Italian director Ferdinando Cito Filomarino’s sophomore film and English language debut “Beckett” draws inspiration from some of the best manhunt thrillers including “The Fugitive” with Harrison Ford and political suspense dramas like “Three Days of the Condor” with Robert Redford. Our outlaw here is not a physician with super evasive skills or a resourceful CIA analyst, just as an average lackadaisical tourist played by John David Washington whose performance makes you question whether he is the same actor who played The Protagonist in last year’s “Tenet.”

Washington is joined by two outstanding actresses who unfortunately have small roles in the film. Oscar-winner Alicia Vikander (“The Green Knight”) plays Washington’s tourist girlfriend while Vicky Krieps (“The Phantom Thread”) plays a Greek political activist. Both women deserve juicier roles but in a film like this, the attention is on the guy on the run and the people chasing him.

American couple Beckett (Washington) and April (Vikander) are on vacation in beautiful Greece. She’s outgoing and a bit daring while he’s laid-back and kind of dull. They balance each other out. There’s a scene that takes place in a touristy area of ruins where April jumps down a hill to get a better view while Beckett being the unadventurous type refuses to follow. By the end of the film, Beckett will be so outside of his comfort zone that he begins to resemble Ford’s Dr. Kimble “Fugitive” character by performing a couple of daring stunts.

=======

**WHAT IS REQUIRED**:
Name every actor and actress mentioned in the review of "Beckett" above.

**DATA BLOCK**:
=======

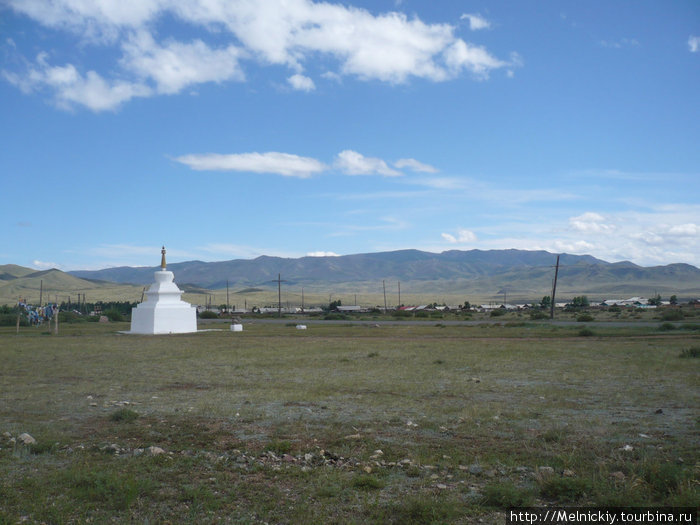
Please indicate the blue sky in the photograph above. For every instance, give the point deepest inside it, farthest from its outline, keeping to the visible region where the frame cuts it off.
(231, 129)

=======

**EXERCISE SOLUTION**:
Harrison Ford, Robert Redford, John David Washington, Alicia Vikander, Vicky Krieps